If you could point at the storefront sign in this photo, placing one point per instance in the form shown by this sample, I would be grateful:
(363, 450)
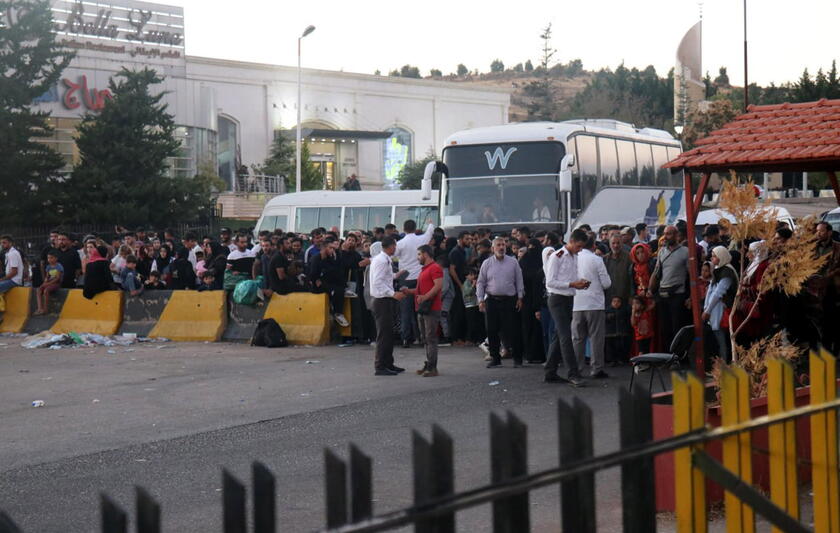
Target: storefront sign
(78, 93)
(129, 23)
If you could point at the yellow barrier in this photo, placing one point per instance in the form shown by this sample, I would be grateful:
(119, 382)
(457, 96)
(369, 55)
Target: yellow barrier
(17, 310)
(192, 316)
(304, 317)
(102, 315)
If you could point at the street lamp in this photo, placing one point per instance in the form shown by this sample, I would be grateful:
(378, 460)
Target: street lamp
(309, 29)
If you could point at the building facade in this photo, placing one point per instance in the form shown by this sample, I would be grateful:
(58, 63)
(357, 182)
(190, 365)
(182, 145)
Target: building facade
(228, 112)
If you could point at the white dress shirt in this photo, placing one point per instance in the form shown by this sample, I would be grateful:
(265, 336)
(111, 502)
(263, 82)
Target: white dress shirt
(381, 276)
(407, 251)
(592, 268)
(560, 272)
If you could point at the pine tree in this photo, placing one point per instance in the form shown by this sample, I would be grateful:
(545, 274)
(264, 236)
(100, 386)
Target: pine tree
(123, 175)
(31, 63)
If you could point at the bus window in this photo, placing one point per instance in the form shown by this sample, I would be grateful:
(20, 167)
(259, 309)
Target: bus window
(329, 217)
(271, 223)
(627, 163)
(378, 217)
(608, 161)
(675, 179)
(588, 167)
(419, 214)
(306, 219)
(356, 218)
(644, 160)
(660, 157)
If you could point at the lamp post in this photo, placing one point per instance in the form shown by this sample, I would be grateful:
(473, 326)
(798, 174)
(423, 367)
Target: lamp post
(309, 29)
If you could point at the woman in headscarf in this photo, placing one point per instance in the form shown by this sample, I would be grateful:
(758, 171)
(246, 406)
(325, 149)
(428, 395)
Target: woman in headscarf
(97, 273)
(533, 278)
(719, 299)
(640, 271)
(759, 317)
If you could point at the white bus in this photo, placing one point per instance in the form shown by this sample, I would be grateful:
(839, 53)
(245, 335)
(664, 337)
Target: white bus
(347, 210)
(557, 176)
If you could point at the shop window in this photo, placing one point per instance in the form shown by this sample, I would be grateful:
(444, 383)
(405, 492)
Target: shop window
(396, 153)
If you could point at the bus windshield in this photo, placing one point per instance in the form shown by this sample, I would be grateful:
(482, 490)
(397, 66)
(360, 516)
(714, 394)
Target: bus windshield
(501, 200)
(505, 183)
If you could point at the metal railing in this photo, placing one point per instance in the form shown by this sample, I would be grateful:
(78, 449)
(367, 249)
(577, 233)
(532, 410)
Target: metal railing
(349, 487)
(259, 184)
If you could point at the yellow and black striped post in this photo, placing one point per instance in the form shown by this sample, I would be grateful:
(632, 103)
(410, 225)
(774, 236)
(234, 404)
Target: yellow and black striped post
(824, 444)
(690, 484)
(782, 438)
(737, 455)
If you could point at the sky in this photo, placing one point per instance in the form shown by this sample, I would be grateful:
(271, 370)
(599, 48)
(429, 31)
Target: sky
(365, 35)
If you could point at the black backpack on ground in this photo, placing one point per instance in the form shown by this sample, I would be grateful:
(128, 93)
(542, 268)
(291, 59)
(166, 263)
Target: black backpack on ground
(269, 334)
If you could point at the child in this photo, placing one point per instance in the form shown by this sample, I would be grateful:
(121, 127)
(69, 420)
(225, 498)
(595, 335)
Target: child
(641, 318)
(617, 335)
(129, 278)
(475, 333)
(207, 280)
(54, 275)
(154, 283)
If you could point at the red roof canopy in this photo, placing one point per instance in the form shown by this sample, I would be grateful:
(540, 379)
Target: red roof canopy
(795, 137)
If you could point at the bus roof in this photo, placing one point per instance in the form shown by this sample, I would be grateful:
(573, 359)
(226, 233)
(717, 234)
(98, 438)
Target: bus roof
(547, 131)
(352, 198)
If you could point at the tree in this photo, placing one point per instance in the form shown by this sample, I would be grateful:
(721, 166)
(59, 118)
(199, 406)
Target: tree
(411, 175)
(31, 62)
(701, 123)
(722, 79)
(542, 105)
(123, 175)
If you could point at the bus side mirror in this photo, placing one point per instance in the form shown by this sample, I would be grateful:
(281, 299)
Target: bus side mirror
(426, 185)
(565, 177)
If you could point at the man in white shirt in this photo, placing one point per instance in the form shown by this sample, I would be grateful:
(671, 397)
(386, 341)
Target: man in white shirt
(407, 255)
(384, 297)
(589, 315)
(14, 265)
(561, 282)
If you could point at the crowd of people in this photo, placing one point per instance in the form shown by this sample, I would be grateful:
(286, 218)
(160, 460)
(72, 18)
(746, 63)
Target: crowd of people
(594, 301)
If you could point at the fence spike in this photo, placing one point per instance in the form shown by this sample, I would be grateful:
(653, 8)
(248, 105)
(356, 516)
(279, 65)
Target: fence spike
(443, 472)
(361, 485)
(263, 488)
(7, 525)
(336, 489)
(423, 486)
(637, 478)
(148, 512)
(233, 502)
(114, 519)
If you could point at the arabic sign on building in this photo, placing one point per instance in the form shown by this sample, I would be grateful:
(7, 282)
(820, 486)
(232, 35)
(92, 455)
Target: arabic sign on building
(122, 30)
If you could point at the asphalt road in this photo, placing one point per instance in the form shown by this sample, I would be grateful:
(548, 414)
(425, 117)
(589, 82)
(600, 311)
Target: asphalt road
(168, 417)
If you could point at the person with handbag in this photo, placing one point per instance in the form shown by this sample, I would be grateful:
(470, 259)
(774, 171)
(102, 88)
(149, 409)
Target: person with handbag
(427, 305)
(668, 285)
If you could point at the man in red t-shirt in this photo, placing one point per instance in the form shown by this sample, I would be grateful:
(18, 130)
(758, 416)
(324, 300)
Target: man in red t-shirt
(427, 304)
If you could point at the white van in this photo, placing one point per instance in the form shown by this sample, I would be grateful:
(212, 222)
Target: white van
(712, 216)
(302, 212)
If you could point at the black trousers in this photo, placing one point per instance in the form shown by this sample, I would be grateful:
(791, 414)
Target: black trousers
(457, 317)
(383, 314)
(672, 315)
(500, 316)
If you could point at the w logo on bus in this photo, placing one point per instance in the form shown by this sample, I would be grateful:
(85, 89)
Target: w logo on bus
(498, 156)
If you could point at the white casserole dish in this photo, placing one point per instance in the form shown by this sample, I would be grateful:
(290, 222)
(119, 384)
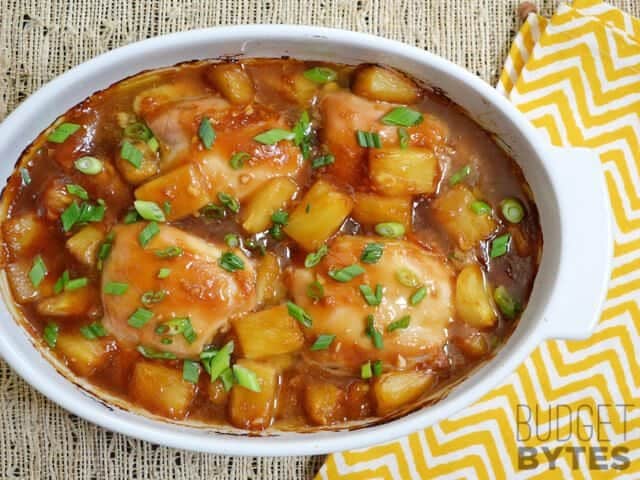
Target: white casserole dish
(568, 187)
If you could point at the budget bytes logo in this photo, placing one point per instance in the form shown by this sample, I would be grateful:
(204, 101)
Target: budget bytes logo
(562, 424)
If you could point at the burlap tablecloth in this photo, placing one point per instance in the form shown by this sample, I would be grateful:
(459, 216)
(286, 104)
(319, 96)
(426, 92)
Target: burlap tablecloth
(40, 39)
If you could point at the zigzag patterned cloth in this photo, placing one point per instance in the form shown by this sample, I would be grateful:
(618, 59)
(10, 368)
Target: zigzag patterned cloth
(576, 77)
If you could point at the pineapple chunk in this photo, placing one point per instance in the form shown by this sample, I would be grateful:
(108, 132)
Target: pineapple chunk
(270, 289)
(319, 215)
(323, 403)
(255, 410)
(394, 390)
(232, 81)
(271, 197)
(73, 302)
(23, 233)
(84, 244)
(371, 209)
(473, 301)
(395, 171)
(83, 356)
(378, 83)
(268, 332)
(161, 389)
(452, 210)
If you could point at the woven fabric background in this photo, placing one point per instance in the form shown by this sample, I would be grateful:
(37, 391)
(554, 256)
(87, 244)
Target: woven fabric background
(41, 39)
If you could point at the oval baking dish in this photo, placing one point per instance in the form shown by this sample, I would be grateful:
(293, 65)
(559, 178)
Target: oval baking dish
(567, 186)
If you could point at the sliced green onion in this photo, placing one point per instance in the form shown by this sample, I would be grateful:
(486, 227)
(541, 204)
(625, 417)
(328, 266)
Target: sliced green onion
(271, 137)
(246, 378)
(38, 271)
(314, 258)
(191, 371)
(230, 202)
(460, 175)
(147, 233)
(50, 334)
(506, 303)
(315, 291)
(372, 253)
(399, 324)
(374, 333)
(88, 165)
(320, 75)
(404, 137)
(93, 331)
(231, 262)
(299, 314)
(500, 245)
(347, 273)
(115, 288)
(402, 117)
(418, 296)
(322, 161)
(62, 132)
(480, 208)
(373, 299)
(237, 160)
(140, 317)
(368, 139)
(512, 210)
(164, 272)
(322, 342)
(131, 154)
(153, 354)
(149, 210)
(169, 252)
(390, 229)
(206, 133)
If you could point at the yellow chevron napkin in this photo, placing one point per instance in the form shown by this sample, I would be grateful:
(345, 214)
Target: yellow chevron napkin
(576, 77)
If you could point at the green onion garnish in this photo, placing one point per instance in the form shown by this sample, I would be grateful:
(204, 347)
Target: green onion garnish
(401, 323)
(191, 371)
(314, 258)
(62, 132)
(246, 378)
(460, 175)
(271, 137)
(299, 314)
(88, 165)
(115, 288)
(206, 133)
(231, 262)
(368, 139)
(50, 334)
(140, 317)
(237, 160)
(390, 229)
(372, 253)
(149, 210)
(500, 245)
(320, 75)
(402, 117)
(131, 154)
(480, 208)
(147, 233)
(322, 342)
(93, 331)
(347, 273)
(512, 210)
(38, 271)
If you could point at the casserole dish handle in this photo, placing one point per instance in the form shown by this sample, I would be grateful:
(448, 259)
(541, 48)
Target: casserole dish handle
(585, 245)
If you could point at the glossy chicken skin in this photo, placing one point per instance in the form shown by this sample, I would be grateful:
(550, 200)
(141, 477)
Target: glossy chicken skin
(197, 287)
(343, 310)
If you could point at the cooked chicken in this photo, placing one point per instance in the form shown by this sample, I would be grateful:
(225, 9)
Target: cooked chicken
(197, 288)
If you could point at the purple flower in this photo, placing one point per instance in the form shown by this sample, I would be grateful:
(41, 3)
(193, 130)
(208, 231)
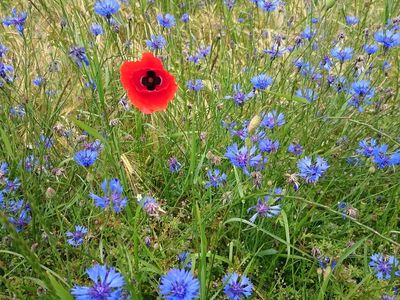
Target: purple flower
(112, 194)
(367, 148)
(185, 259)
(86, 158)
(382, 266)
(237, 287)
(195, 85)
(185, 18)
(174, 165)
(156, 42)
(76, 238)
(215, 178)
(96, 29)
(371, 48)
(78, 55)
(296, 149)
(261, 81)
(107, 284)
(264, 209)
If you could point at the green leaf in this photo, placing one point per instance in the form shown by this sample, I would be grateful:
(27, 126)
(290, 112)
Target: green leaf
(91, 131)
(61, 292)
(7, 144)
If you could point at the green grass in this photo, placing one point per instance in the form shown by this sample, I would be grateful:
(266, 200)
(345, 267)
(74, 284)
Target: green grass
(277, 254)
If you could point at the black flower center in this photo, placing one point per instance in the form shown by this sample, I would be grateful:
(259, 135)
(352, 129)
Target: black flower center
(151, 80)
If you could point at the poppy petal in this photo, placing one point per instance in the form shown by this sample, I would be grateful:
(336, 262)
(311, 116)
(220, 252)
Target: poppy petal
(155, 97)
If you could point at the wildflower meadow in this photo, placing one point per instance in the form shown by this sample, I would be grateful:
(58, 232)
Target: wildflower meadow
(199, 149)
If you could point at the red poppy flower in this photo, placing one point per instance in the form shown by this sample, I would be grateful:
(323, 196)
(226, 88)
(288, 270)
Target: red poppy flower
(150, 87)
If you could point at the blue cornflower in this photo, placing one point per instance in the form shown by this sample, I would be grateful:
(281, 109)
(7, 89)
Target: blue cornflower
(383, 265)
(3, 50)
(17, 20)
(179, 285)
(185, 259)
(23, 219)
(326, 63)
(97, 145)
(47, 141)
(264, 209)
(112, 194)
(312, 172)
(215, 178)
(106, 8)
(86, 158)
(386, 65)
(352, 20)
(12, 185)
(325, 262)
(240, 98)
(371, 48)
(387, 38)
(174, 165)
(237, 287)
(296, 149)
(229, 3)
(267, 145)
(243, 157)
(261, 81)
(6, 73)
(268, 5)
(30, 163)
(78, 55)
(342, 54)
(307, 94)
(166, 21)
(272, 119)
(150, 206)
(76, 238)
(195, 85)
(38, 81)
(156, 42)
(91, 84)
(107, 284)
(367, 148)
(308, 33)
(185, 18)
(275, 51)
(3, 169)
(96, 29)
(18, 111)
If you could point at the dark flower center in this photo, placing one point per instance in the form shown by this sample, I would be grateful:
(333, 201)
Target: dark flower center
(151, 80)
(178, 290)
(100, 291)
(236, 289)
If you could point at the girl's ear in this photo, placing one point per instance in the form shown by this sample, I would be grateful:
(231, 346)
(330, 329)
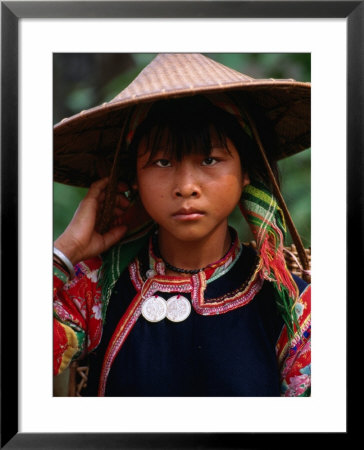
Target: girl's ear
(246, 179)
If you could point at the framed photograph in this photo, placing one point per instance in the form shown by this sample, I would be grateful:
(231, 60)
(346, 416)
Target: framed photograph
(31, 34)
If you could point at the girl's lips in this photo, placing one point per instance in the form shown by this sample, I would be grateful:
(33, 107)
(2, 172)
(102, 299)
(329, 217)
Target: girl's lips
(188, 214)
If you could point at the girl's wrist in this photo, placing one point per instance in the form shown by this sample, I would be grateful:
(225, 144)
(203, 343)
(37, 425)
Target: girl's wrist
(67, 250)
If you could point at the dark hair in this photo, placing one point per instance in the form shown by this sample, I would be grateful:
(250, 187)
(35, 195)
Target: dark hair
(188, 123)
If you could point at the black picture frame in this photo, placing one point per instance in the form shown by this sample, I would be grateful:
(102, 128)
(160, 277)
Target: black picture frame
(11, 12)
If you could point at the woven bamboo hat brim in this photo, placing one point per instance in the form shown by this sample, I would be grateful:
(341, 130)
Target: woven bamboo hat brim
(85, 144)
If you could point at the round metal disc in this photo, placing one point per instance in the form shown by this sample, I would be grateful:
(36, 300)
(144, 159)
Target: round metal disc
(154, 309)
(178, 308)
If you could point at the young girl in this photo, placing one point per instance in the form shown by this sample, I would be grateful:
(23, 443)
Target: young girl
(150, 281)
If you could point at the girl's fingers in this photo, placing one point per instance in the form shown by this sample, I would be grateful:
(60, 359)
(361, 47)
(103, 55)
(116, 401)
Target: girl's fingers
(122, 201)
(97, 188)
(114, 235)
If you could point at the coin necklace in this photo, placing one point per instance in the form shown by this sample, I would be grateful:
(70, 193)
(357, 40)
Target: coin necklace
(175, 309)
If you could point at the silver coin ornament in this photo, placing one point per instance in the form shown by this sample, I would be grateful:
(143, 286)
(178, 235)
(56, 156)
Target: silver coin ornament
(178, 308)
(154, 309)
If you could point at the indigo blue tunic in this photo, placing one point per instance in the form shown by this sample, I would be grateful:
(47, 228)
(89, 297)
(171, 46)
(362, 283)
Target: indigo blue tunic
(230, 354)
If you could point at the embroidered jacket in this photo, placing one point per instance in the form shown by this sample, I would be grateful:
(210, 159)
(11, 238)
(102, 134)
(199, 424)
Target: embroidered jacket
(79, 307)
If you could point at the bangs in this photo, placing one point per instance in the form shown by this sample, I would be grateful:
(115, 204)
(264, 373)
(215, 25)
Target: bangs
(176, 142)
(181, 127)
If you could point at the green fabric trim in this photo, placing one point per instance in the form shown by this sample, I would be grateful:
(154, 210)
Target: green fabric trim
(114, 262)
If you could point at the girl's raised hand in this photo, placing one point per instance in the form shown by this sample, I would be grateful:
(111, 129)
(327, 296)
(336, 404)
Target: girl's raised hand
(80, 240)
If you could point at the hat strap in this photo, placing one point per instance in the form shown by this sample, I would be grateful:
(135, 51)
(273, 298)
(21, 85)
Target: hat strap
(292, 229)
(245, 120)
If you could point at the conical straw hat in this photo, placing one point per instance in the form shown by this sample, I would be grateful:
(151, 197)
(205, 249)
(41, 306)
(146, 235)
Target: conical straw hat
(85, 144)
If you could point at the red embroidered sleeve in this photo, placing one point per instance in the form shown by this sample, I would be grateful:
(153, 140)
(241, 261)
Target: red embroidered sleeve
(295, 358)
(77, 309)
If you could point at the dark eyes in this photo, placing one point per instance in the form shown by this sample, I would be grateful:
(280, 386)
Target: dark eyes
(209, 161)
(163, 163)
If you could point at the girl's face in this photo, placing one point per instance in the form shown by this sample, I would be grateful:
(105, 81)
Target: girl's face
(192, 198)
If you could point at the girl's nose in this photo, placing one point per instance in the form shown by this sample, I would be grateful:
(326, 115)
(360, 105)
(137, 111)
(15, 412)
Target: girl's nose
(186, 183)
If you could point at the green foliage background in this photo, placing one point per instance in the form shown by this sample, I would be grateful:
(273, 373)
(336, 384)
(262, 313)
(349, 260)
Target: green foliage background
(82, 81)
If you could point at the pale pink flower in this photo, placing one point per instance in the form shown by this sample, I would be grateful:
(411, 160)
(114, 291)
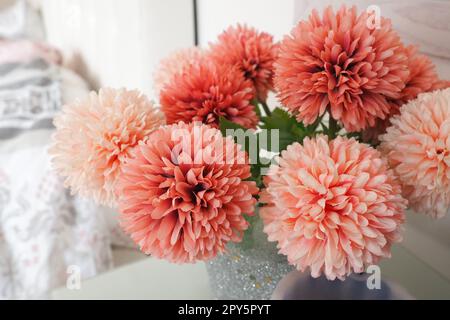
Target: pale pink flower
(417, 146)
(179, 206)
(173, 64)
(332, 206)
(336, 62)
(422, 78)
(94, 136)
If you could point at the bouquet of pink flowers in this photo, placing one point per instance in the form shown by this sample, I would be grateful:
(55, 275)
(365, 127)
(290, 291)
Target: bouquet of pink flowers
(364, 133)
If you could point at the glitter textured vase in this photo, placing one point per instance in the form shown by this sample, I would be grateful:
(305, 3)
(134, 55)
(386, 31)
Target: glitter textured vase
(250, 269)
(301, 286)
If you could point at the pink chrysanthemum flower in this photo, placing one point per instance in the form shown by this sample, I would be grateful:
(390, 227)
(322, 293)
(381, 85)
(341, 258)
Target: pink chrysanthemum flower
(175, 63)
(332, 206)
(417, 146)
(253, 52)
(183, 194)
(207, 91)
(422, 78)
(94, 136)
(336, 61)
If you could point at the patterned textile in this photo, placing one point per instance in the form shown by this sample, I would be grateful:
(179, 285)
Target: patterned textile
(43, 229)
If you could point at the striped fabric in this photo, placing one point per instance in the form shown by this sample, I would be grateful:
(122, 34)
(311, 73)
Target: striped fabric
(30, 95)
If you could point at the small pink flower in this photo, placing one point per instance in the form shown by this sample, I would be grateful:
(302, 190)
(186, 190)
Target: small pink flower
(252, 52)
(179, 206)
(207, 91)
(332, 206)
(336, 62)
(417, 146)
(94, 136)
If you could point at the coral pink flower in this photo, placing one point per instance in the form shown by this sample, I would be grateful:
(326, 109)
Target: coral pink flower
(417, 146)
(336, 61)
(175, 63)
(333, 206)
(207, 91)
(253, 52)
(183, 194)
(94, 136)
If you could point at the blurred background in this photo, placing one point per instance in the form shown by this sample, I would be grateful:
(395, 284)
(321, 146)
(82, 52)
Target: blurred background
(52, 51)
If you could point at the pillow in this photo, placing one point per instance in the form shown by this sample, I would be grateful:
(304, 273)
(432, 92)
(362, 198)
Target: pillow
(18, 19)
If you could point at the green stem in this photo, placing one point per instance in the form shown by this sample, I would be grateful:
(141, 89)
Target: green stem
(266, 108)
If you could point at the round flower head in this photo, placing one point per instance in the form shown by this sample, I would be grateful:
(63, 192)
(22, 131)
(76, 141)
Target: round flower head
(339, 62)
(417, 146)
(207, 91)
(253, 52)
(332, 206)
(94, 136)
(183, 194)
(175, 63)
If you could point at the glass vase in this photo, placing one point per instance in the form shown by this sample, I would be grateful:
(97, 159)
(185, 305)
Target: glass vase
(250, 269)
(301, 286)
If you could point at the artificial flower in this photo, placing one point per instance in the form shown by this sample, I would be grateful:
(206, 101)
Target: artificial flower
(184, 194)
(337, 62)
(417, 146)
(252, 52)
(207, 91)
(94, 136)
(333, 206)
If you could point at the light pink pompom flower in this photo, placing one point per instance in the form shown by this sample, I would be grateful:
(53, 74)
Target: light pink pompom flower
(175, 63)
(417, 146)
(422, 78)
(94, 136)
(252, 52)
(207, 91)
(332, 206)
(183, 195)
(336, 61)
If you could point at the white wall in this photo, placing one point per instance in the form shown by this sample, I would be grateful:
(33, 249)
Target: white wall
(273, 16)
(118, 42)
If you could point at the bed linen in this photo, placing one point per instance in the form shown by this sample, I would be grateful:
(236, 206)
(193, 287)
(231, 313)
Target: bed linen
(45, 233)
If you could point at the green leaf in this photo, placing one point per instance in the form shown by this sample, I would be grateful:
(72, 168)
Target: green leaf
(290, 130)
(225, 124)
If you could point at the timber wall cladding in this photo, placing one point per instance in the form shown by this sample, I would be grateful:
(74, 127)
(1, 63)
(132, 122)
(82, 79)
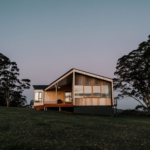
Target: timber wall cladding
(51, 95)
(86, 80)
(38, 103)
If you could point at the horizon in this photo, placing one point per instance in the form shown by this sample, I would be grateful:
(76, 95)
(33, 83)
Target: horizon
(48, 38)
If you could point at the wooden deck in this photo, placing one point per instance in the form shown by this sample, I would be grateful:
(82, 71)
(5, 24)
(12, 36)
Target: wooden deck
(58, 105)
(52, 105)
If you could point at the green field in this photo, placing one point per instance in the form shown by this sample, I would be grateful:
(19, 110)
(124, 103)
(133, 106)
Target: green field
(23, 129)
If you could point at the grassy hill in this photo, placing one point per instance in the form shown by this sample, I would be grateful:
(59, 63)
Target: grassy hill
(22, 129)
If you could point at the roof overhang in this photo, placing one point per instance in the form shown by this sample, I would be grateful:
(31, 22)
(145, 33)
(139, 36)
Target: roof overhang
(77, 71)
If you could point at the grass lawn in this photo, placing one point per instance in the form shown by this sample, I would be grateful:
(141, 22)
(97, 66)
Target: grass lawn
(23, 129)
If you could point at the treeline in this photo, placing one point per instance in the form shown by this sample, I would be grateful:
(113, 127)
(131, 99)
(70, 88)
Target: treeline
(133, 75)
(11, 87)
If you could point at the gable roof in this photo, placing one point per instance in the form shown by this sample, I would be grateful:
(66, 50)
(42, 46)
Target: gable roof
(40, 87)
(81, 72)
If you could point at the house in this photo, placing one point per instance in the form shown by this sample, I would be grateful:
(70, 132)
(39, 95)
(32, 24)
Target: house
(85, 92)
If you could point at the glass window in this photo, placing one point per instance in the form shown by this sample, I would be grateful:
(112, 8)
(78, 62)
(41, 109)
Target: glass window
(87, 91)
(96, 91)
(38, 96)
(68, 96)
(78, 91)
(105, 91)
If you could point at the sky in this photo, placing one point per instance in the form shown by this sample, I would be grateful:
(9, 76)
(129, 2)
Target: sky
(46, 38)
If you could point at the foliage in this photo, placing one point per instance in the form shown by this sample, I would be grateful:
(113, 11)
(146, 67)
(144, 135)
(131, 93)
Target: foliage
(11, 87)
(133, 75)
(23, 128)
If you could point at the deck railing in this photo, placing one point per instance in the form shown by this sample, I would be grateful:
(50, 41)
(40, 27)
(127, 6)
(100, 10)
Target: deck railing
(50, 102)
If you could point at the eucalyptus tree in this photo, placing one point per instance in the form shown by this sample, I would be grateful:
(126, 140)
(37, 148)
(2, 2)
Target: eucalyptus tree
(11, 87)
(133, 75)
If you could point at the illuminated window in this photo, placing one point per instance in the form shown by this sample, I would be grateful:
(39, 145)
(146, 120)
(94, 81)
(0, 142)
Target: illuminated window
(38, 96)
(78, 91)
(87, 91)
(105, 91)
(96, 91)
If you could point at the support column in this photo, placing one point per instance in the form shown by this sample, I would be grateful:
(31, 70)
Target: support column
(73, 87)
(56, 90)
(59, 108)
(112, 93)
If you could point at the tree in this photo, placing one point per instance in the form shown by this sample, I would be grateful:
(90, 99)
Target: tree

→ Work to complete
Repeat exactly the lines above from the one with "If you could point at the dark hair" up to and including the one with "If you could point at the girl's fingers". No other line belongs in the reply.

→ Answer space
If you could point at the dark hair in this photo, placing one point per instance in the form shown by this sample, I would be grateful:
(250, 187)
(35, 195)
Target: dark hair
(188, 123)
If you could point at the black picture frame in this photo, placing one point per instance in the form shown by this sample, I would be grateful:
(102, 128)
(160, 277)
Target: black picture frame
(11, 12)
If you could point at the woven bamboo hat brim in this photo, placing one point per instance in the form shown by this sample, I would be grateful:
(341, 130)
Target: woven bamboo hat brim
(85, 144)
If you could point at the round metal disc in this photo, placing one point per instance in the form shown by this sample, I would be grateful:
(36, 300)
(144, 159)
Target: round metal disc
(154, 309)
(178, 308)
If you could point at the young girl in this photo, placing one point per instance in the form shown by this sample, I would be grateful:
(23, 443)
Target: young girl
(150, 281)
If you could point at the girl's fingers in this photo, placing one point per instance in the form shown by this sample, I would be grateful:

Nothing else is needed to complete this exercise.